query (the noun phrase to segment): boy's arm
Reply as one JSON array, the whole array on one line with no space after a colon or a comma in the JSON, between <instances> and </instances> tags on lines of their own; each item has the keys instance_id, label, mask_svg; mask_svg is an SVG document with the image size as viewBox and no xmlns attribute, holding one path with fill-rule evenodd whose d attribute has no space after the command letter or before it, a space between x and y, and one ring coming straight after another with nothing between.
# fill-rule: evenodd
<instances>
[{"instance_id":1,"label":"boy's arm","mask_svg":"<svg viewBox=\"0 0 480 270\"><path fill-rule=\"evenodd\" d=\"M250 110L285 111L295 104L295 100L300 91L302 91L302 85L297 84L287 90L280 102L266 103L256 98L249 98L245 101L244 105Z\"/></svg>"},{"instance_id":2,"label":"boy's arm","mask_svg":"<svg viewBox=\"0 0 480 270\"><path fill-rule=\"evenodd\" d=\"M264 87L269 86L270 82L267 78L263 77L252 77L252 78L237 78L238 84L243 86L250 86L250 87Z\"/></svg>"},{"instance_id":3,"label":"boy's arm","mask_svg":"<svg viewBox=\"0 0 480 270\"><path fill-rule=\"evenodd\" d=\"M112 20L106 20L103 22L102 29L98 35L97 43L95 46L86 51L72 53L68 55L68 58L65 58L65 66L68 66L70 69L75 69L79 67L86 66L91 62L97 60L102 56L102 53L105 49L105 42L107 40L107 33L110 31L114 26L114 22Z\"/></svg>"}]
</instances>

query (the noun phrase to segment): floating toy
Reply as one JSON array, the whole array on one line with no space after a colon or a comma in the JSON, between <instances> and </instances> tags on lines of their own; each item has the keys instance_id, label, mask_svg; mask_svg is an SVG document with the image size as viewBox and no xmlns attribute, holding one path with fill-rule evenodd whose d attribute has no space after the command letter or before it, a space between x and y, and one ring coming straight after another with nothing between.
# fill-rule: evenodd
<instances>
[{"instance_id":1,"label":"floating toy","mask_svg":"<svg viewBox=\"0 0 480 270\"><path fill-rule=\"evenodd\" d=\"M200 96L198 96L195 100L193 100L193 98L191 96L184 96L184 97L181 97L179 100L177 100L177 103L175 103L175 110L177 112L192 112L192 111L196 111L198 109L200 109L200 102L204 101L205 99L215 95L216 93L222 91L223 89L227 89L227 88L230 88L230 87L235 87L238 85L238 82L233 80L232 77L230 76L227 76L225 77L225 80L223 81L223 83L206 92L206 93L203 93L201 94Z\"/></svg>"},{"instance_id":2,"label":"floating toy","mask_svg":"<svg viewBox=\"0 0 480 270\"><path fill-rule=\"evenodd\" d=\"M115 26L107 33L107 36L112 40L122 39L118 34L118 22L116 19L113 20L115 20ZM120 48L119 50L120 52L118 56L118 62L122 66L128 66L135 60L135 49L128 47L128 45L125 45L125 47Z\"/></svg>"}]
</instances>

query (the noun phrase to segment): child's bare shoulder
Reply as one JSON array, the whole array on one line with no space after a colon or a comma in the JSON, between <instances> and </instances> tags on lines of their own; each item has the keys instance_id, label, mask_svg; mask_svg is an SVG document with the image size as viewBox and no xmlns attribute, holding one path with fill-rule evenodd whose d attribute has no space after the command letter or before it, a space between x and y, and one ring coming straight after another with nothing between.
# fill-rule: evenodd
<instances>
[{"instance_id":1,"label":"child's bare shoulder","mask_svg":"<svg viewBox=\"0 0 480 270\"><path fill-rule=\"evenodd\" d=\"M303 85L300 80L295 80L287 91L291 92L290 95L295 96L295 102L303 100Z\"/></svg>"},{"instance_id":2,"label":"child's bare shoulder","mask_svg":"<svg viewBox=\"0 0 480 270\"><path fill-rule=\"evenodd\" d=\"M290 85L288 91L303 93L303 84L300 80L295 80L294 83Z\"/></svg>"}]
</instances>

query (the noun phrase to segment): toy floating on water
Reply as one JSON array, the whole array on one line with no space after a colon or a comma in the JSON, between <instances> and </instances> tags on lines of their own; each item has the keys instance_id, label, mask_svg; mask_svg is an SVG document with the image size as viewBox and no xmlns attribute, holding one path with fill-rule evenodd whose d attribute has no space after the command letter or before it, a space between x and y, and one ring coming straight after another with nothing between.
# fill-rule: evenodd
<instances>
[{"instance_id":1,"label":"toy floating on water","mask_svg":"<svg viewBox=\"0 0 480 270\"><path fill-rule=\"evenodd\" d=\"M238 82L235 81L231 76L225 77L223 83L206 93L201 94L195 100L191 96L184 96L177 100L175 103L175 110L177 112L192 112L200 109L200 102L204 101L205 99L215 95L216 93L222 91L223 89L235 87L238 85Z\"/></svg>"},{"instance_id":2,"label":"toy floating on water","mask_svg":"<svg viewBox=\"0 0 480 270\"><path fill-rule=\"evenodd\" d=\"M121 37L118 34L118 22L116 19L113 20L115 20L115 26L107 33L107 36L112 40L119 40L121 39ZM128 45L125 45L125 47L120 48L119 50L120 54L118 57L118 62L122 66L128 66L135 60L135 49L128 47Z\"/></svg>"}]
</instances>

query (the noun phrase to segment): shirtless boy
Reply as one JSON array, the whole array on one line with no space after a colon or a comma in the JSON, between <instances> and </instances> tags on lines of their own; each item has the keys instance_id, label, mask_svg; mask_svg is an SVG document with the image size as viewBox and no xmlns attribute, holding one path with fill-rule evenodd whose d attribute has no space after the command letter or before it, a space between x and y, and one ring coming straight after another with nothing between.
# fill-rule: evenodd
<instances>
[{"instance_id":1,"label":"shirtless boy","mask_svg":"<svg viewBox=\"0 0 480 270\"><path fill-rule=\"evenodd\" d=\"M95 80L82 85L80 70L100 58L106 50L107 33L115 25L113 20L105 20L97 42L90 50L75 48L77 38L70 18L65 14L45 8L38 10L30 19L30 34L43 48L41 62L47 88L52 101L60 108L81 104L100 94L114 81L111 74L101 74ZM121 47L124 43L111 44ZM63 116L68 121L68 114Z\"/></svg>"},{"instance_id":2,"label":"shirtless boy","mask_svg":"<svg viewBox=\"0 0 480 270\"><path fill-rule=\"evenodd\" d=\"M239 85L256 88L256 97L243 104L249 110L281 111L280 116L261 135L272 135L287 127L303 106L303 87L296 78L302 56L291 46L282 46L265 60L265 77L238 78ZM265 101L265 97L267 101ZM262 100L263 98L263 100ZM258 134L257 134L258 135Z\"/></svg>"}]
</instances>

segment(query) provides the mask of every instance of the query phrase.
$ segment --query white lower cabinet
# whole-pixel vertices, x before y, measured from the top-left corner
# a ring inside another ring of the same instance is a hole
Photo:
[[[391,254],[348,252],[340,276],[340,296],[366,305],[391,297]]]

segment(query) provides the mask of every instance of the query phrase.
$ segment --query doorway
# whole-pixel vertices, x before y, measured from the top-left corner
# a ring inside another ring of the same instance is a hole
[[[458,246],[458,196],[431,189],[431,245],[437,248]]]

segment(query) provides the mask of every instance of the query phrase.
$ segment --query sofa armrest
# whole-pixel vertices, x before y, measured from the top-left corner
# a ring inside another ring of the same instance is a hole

----------------

**Action item**.
Lines in the data that hold "noun" must be located and copied.

**Result for this task**.
query (the noun phrase to segment): boy's arm
query (the noun phrase to segment): floating toy
query (the noun phrase to segment): child's bare shoulder
query (the noun phrase to segment): toy floating on water
query (the noun phrase to segment): shirtless boy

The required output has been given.